#### Set task
Count the lines in the data below that contain the word "trunk", and reply with only that number.

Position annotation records
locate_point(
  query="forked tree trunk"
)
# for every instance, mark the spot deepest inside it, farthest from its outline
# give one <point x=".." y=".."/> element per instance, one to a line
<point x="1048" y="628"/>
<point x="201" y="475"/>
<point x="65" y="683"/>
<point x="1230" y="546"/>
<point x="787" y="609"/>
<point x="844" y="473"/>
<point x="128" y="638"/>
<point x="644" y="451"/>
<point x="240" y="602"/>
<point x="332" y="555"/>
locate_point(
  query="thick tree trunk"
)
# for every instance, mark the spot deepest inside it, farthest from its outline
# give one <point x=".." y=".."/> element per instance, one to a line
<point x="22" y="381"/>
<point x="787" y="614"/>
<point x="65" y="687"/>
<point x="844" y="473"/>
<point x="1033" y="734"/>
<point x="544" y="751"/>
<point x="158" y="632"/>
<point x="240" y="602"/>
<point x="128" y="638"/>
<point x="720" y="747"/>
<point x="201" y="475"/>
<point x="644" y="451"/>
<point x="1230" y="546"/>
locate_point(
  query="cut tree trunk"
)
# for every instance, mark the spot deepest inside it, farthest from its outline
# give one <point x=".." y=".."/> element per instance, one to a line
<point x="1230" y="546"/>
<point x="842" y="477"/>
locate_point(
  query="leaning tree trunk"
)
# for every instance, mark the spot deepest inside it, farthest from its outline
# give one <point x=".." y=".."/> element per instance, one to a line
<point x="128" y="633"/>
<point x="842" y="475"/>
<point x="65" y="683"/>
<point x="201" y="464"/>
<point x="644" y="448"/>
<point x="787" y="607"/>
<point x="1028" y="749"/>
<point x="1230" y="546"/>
==
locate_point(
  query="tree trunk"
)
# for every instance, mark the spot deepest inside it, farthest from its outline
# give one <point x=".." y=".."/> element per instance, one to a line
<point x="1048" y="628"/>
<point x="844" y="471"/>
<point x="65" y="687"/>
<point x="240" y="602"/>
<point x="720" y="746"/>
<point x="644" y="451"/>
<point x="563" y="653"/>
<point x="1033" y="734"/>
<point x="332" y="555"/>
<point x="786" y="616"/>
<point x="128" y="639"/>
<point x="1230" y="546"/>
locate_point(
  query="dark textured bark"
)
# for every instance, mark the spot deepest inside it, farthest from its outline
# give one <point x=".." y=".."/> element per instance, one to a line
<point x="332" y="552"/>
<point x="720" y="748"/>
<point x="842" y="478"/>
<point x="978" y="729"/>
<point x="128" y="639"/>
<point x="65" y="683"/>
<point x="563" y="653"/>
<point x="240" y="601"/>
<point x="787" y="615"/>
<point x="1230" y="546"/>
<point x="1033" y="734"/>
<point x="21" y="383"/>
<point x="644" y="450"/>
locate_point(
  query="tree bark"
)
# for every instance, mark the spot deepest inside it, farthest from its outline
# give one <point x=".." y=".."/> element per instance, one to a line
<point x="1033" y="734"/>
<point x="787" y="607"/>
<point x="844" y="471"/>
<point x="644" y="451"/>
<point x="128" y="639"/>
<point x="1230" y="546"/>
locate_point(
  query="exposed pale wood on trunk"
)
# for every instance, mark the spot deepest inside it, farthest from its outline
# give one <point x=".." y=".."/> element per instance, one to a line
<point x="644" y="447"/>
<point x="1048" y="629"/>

#### Response
6